Direction: Would you write out the entries below, every one of them, exactly?

Entries from a point annotation set
----------
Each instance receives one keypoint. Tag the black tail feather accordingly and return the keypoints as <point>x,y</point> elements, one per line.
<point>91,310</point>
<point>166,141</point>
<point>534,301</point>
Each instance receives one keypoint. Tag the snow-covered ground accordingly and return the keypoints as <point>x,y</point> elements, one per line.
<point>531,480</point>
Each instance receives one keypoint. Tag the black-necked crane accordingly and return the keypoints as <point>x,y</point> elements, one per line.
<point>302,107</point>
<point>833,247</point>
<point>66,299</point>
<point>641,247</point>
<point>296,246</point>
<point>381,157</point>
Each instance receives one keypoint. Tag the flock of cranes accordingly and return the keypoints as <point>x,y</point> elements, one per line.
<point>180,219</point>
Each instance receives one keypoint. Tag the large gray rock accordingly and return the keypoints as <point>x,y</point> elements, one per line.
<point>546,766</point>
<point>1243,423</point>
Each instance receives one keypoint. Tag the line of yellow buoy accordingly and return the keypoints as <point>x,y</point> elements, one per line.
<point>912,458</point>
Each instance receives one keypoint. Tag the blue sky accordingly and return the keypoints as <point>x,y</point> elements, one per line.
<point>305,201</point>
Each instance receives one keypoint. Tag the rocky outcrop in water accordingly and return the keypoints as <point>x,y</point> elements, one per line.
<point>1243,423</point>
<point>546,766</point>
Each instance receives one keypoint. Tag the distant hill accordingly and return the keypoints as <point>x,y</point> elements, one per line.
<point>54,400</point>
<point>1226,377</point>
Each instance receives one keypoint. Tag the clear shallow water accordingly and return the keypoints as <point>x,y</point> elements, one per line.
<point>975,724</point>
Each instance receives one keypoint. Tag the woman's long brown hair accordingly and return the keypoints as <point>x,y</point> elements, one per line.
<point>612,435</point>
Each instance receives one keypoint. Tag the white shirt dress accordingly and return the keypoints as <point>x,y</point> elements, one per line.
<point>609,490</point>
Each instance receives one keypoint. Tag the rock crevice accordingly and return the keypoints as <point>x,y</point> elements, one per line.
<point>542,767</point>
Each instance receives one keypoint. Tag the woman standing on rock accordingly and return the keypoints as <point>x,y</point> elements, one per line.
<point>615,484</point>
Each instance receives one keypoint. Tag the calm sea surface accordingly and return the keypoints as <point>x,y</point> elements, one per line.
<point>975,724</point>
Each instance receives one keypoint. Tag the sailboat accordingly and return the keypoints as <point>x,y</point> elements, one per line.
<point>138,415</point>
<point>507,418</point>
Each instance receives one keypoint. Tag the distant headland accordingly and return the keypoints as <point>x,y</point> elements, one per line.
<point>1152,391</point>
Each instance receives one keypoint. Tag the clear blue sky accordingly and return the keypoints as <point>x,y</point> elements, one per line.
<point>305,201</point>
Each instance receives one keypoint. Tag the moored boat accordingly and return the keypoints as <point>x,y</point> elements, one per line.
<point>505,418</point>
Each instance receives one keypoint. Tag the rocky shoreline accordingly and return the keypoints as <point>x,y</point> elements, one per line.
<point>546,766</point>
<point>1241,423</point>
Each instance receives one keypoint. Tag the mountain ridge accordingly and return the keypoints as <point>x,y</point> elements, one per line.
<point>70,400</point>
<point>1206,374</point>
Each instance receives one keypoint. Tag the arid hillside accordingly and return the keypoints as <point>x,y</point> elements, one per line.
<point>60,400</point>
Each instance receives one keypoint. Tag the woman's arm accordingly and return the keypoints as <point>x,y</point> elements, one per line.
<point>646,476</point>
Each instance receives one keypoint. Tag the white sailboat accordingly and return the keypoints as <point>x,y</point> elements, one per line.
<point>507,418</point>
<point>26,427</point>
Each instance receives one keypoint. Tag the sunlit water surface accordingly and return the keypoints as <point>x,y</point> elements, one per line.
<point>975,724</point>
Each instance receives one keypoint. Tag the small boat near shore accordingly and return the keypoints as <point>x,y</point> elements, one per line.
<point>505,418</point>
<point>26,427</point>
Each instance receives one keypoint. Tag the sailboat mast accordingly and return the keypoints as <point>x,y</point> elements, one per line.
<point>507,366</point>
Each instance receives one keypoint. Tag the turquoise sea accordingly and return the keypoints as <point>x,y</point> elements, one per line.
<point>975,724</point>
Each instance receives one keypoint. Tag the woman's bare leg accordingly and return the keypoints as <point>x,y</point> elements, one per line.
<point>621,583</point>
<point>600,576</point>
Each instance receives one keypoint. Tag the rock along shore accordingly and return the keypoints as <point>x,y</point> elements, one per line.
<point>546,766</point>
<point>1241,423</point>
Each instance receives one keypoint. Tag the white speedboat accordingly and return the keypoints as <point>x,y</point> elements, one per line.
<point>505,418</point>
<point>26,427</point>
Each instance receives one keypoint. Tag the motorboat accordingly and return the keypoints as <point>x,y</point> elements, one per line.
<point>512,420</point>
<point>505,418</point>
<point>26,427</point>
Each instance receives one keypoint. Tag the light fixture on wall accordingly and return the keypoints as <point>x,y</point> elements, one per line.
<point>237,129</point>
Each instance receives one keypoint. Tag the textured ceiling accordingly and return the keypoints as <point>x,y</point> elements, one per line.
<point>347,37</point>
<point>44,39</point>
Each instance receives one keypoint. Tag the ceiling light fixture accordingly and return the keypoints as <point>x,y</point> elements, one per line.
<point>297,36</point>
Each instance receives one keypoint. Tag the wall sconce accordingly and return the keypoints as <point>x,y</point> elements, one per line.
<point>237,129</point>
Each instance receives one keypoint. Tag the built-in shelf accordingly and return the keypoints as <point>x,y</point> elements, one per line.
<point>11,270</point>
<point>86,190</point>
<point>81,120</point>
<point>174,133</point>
----------
Result:
Each instance receives one keypoint. Tag the black tail feather accordingly and return the keypoints as <point>x,y</point> elements, one per line.
<point>91,310</point>
<point>166,141</point>
<point>534,301</point>
Each instance receives one keypoint. Tag the snow-covered ground accordingly and return the keypoints as <point>x,y</point> elements, one per line.
<point>531,480</point>
Each instance receives one keypoint. Tag the black-necked crane accordingly and return the keypoints as <point>x,y</point> elements, one per line.
<point>302,107</point>
<point>833,247</point>
<point>66,299</point>
<point>641,247</point>
<point>296,246</point>
<point>381,157</point>
Each instance receives one keypoint. Tag the flock of cranes accordingly and return the keypoints as <point>x,y</point> elements, one per line.
<point>180,219</point>
Each instance receives one keypoint. Tag the large gray rock accordingly and return the keypoints as <point>x,y</point> elements, one per line.
<point>546,766</point>
<point>1243,423</point>
Each instance receives one keypoint. Tag the line of yellow buoy accordingly and return the keypoints as <point>x,y</point> elements, one per line.
<point>912,458</point>
Each instance receives one keypoint. Tag the blue sky accordingly and return the keypoints as <point>x,y</point> elements, one per line.
<point>305,201</point>
Each instance receives one keypoint. Tag the rocky outcrop in water accordingly and return the keypoints as <point>x,y</point> elements, one per line.
<point>1243,423</point>
<point>546,766</point>
Each instance receives one keypoint. Tag the distant hill accordingly and return the keypoints as <point>x,y</point> elements, one per line.
<point>54,400</point>
<point>1226,377</point>
Each instance receives one keypoint. Tag the clear shallow water accordingly and return the keypoints as <point>x,y</point> elements, one per line.
<point>975,724</point>
Each instance receives one keypoint. Tag the woman's long brown hair accordingly and return the keypoints as <point>x,y</point> elements, one per line.
<point>612,435</point>
Each instance receives one keypoint. Tag the white shirt dress accordingly and return the keypoints as <point>x,y</point> elements, one per line.
<point>609,490</point>
Each instance receives one keypoint. Tag the rock crevice accordingly and return the keypoints as <point>x,y</point> elements, one per line.
<point>542,767</point>
Each instance receives one keypoint. Tag the woman standing on rock accordingly and return the keypoints as <point>x,y</point> elements, one per line.
<point>615,484</point>
Each instance receives one keypoint. Tag the calm sea surface accordingly and return the keypoints as <point>x,y</point> elements, one per line.
<point>975,724</point>
Each instance receives one keypoint. Tag the sailboat accordingly and return the keypoints as <point>x,y</point> elements, one per line.
<point>138,415</point>
<point>507,418</point>
Each instance receives one keypoint. Tag the distant headland accordingly and return the keypoints as <point>x,y</point> elements, one per line.
<point>1152,391</point>
Each instance receives one keypoint. Tag the clear blue sky accordingly and return the keypoints as <point>x,y</point> elements, one per line.
<point>305,201</point>
Each instance receives one keypoint. Tag the moored boat accordingly and return the keypoints as <point>x,y</point> elements, one per line.
<point>505,418</point>
Each instance receives one keypoint. Tag the rocky shoreline accordingly and return the keypoints as <point>x,y</point> elements, one per line.
<point>546,766</point>
<point>1241,423</point>
Each instance receives one keypoint. Tag the mountain ridge accordingly and return the keypoints as <point>x,y</point> elements, one per line.
<point>70,400</point>
<point>1206,374</point>
Each instance receives one keypoint. Tag the arid hillside accordingly and return the keypoints as <point>x,y</point> elements, one per line.
<point>60,400</point>
Each instance receives one keypoint. Tag the woman's arm accordingly and return the keypoints as <point>x,y</point> elements, one per line.
<point>646,476</point>
Each instance receives one keypoint. Tag the white sailboat accordingly and return the keypoints as <point>x,y</point> elements, one per line.
<point>507,418</point>
<point>26,427</point>
Each instance receives one keypoint. Tag the sunlit water surface accordingly and return the keypoints as <point>x,y</point> elements, one per line.
<point>975,724</point>
Each instance receives one keypoint. Tag the small boat near shore accordingly and return the keypoints as <point>x,y</point> elements, one per line.
<point>505,418</point>
<point>26,427</point>
Each instance receives one keypoint. Tag the sailboat mast accordingly and return the keypoints as <point>x,y</point> elements, one per line.
<point>507,366</point>
Each instance receives one keypoint. Tag the turquoise sea accordingly and return the keypoints as <point>x,y</point> elements, one per line.
<point>975,724</point>
Each instance receives one keypoint. Tag the woman's bare leg accordingly and return the keypoints as <point>x,y</point> elements, one per line.
<point>621,583</point>
<point>600,576</point>
Each instance receives one keypoint. Tag the rock along shore accordingly and return the keypoints as <point>x,y</point> elements, one per line.
<point>546,766</point>
<point>1241,423</point>
Each instance receives one keypoint. Tag the white speedboat accordingly and return the keypoints as <point>x,y</point> elements, one per line.
<point>505,418</point>
<point>26,427</point>
Each instance receives one keypoint. Tag the motorboat accordingly and return the keypoints as <point>x,y</point> elements, one per line.
<point>512,420</point>
<point>505,418</point>
<point>26,427</point>
Each instance receives one keypoint. Tag the light fixture on wall accordingly and return the keypoints as <point>x,y</point> elements, one per line.
<point>237,129</point>
Each instance receives one keypoint. Tag the textured ceiling accordingly and return the keypoints as <point>x,y</point> elements, one per line.
<point>347,37</point>
<point>44,39</point>
Each instance receives one keypoint. Tag the ceiling light fixture accordingly and return the keypoints as <point>x,y</point> elements, one per line.
<point>297,36</point>
Each instance receives one keypoint. Tag the wall sconce accordingly and return the keypoints as <point>x,y</point> elements, one per line.
<point>237,129</point>
Each instance receives one keypoint. Tag the built-in shelf accordingly and return the keypoints as <point>x,y</point> elements, one per line.
<point>11,270</point>
<point>86,190</point>
<point>81,120</point>
<point>174,133</point>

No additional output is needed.